--- DATA UNDER STUDY Enclosed Below ---
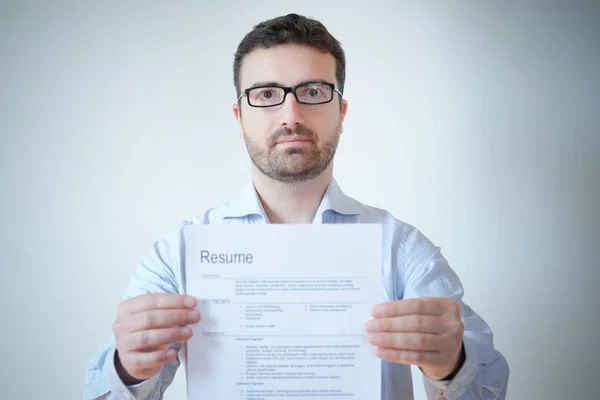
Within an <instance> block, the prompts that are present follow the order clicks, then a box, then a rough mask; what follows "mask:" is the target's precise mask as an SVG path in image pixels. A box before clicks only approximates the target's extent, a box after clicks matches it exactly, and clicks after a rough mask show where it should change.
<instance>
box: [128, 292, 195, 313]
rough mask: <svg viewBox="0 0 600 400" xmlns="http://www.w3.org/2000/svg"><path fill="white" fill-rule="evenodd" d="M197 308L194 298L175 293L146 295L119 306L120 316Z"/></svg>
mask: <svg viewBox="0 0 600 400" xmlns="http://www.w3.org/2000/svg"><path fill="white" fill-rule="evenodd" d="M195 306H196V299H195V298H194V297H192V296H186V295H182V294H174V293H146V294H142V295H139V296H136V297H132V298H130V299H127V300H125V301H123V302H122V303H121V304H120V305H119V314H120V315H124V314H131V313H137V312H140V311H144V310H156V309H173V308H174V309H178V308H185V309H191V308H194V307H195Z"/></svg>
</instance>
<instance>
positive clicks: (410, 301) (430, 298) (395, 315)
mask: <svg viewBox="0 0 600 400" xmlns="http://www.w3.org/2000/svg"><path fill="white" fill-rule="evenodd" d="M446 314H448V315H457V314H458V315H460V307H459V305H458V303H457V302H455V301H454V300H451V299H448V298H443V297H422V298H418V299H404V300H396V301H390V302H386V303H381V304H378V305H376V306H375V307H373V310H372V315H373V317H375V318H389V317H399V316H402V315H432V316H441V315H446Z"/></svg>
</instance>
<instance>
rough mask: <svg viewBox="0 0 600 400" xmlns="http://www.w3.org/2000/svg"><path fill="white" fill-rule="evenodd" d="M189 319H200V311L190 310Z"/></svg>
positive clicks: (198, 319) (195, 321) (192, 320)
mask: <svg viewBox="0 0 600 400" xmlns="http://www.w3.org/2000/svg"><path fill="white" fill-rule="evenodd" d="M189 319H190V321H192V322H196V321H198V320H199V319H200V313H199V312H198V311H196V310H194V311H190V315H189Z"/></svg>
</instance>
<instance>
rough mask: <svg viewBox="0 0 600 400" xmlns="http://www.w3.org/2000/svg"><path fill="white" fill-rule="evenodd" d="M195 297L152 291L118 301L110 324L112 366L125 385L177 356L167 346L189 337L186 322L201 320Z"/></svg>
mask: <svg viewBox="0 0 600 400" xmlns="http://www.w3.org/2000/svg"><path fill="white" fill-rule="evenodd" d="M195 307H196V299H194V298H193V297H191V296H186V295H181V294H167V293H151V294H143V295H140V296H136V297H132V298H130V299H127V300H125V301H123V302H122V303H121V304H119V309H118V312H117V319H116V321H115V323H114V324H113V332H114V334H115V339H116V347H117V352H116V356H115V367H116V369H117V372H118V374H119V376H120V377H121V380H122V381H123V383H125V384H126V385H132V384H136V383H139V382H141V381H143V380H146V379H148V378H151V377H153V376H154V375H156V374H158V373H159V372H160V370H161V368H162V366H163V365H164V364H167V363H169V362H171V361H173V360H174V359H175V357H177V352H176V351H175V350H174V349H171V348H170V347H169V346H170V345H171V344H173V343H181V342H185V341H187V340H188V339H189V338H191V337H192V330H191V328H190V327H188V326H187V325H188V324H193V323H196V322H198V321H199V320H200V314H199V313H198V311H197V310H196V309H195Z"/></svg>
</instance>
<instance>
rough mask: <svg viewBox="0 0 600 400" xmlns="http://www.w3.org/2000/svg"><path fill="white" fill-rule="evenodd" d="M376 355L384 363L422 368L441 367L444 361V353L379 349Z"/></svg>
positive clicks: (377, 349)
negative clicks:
--- End of Enclosed DATA UNDER STUDY ---
● **AIM OF THE TASK**
Show each line of the data above that contains the string "positive", treating uppercase and lowercase letters as different.

● **RESPONSE BELOW**
positive clicks: (410, 301) (430, 298) (395, 315)
positive clicks: (198, 319) (195, 321) (192, 320)
positive clicks: (377, 349)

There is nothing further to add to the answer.